▶ **WHAT TO PRODUCE**: Each entry needs to be reproduced verbatim.

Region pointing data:
════════════════

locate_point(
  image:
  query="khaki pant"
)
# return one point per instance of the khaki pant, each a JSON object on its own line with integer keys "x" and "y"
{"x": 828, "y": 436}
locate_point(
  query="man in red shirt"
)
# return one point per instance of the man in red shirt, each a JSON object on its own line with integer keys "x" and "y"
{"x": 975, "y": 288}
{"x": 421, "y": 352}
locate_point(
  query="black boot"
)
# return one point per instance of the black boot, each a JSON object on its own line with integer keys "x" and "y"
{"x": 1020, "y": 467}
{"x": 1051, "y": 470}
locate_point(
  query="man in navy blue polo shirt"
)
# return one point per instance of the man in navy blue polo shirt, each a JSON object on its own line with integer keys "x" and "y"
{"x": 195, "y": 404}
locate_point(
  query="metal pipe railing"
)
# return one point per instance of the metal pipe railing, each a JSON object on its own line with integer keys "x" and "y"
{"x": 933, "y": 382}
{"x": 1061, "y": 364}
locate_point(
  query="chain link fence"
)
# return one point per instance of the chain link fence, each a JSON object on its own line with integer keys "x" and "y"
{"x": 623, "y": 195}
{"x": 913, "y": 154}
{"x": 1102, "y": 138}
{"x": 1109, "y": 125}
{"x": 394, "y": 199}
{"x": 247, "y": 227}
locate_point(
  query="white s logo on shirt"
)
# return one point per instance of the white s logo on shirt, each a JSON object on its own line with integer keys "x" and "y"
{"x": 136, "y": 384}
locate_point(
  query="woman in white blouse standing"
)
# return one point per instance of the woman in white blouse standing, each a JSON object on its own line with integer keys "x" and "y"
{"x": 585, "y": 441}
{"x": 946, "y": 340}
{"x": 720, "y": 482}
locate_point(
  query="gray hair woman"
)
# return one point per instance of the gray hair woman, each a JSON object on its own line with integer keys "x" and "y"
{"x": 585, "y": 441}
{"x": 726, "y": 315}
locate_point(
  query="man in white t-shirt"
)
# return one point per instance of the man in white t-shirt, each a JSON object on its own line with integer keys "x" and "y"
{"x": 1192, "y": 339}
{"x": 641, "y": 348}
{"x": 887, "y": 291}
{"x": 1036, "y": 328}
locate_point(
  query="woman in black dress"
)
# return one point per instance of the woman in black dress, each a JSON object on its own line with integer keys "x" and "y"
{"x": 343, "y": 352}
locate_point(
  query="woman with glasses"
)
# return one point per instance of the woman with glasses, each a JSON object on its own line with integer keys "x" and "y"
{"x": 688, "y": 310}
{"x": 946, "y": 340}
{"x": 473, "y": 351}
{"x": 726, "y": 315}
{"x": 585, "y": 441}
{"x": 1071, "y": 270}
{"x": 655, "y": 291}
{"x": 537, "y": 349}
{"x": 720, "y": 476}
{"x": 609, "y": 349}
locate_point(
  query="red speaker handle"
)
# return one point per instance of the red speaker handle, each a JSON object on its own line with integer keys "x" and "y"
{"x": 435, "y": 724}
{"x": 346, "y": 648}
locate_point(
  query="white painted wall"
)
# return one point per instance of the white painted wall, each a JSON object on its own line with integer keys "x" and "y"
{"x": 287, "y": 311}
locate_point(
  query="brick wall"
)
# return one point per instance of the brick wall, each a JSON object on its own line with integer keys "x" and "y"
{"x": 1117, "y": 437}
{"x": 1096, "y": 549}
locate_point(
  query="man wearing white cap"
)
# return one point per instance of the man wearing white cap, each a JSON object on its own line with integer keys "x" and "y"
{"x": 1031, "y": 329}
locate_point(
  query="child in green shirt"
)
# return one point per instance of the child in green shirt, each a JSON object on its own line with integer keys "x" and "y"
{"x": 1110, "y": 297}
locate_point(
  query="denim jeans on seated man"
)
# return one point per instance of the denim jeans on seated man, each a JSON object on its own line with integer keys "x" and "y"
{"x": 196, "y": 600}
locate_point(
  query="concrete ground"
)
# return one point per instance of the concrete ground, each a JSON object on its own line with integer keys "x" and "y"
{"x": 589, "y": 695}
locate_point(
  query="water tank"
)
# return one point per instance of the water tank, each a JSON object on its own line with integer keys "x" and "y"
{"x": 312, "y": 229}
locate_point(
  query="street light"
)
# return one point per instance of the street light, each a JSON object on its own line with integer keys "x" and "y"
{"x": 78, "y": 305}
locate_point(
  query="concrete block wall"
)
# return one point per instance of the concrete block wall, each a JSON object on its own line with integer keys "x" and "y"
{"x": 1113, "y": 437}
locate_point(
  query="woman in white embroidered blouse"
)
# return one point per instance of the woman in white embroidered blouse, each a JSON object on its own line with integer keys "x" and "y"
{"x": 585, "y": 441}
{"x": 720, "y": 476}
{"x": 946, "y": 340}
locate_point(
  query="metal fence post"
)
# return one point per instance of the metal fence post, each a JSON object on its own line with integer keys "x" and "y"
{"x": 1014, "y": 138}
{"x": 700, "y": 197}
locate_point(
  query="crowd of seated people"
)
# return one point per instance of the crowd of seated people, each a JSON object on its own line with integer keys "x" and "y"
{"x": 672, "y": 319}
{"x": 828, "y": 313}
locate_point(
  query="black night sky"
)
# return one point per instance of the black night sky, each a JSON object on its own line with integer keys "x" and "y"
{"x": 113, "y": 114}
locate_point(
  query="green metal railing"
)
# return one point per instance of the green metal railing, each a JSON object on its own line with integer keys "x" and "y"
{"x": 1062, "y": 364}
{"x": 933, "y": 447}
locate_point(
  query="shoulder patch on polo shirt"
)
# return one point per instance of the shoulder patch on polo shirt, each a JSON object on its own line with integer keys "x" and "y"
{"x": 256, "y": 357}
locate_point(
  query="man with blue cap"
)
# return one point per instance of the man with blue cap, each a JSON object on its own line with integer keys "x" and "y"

════════════════

▶ **ANSWER TO THIS TASK**:
locate_point(
  image:
  query="khaki pant"
)
# return one point per instance of the khaki pant, each a JSON object on its own line with integer keys "x" and "y"
{"x": 828, "y": 436}
locate_point(
  query="man in red shirt"
)
# return one point per instance of the man in red shirt, each a JSON object on its own line with integer keys "x" and "y"
{"x": 975, "y": 288}
{"x": 421, "y": 352}
locate_point(
  query="black boot"
)
# return one point per instance of the black boot, each a JSON object on its own line with integer keys "x" and "y"
{"x": 1020, "y": 467}
{"x": 1051, "y": 470}
locate_point(
  query="man in navy blue polo shirt"
)
# return one point per instance of the man in navy blue polo shirt, each a JSON object on its own line with integer keys "x" and "y"
{"x": 195, "y": 404}
locate_point(
  query="metal pipe railing"
)
# return one point per instance of the metal pipe railing, each a JSON object on its own line with integer keys "x" and "y"
{"x": 933, "y": 382}
{"x": 1061, "y": 364}
locate_point(
  query="chain link fence"
)
# return one point per instance of the chain link fence, each a JSON object on its own line with integer keys "x" and "y"
{"x": 623, "y": 195}
{"x": 913, "y": 154}
{"x": 1102, "y": 138}
{"x": 1109, "y": 125}
{"x": 394, "y": 199}
{"x": 247, "y": 227}
locate_point(
  query="white s logo on shirt"
)
# return one point per instance of the white s logo on shirt, each a JSON object on its own line with integer keys "x" and "y"
{"x": 136, "y": 384}
locate_point(
  query="woman in white blouse standing"
)
# return one point per instance of the woman in white blouse standing, each a JSON object on its own line with integer keys "x" and "y"
{"x": 585, "y": 441}
{"x": 946, "y": 340}
{"x": 720, "y": 482}
locate_point(
  query="gray hair woman"
)
# return one point per instance of the gray hair woman, each a JSON object on its own line with integer keys "x" and "y"
{"x": 585, "y": 441}
{"x": 726, "y": 315}
locate_point(
  query="man in white t-shirt"
)
# return one point per instance of the man in white t-shirt, each a JSON object on its own line with integer keys "x" and "y"
{"x": 1192, "y": 339}
{"x": 641, "y": 348}
{"x": 887, "y": 291}
{"x": 1036, "y": 328}
locate_point(
  query="woman in black dress"
)
# return one point per instance of the woman in black dress, each a JSON object on its own line with integer keys "x" and "y"
{"x": 343, "y": 352}
locate_point(
  query="woman with glasses"
)
# return one point per instance of the woman with glasses, each a JSON object on its own line with integer keys "x" and "y"
{"x": 688, "y": 310}
{"x": 946, "y": 340}
{"x": 473, "y": 351}
{"x": 726, "y": 315}
{"x": 585, "y": 441}
{"x": 1071, "y": 270}
{"x": 655, "y": 291}
{"x": 537, "y": 349}
{"x": 720, "y": 476}
{"x": 609, "y": 349}
locate_point(
  query="red speaker handle"
)
# return one point per instance of the red speaker handle, each a JSON object on its own line with integer keys "x" and "y"
{"x": 435, "y": 724}
{"x": 346, "y": 648}
locate_point(
  query="white painted wall"
)
# return one point per instance of the white painted wall, each a JSON object on its own line with integer keys "x" and "y"
{"x": 287, "y": 311}
locate_point(
  query="brick wall"
)
# return one point per instance of the brick wall, each a JSON object on its own line with integer keys "x" and "y"
{"x": 1117, "y": 437}
{"x": 1096, "y": 549}
locate_point(
  query="man wearing white cap"
)
# return one point per instance of the man wearing white cap, each a JSON object on its own line with integer keys "x" and "y"
{"x": 1031, "y": 329}
locate_point(
  query="child in green shirt"
)
# return one point per instance of the child in green shirt, each a JSON object on its own line with integer keys "x" and "y"
{"x": 1110, "y": 297}
locate_point(
  query="denim jeans on seated man"
)
# return one point per instance of the denim jeans on seated man, each a JSON object on its own line with integer keys "x" and "y"
{"x": 196, "y": 600}
locate_point(
  query="concrete ground"
)
# return one point per instance of the concrete ground, each a JSON object on its own line with integer keys "x" and "y"
{"x": 589, "y": 695}
locate_point(
  query="water tank"
)
# return one point per instance of the water tank, each a JSON object on its own line with integer keys "x" and "y"
{"x": 312, "y": 229}
locate_point(
  query="street light"
)
# return one point per instance of the street light, each a JSON object on its own line with integer keys "x" and "y"
{"x": 78, "y": 305}
locate_point(
  query="concrete block wall"
)
# return one point per instance of the concrete block wall, each a JSON object on its own line with integer keys "x" and "y"
{"x": 1113, "y": 437}
locate_point(
  query="woman in white embroidered blouse"
)
# return one point per instance of the woman in white embroidered blouse, each a JSON object on its own line with integer keys "x" and "y"
{"x": 585, "y": 441}
{"x": 720, "y": 476}
{"x": 946, "y": 340}
locate_point(
  query="metal fence post"
)
# return one point per instance of the metal fence post, each a JSON object on its own line with integer keys "x" and "y"
{"x": 1014, "y": 138}
{"x": 700, "y": 197}
locate_point(
  query="crowd of seated people"
)
# return one point per instance of the crowd of seated people, each a JSON object on its own line with integer keys "x" and "y"
{"x": 672, "y": 319}
{"x": 828, "y": 313}
locate_point(
  query="black night sky"
)
# return one point per instance of the black night sky, each a JSON object on its own line with integer keys "x" and "y"
{"x": 113, "y": 114}
locate_point(
  query="green metal railing"
)
# return one point per instance of the green metal railing, each a JSON object on its own line with integer keys "x" and "y"
{"x": 1062, "y": 364}
{"x": 933, "y": 447}
locate_point(
  query="shoulder patch on polo shirt"
)
# return one point per instance of the shoulder patch on polo shirt, each a JSON object on its own line with integer keys "x" and "y"
{"x": 256, "y": 357}
locate_point(
  query="man with blue cap"
)
# return one point per instance of the man with blue cap, each a JSON object on its own line with integer keys "x" and "y"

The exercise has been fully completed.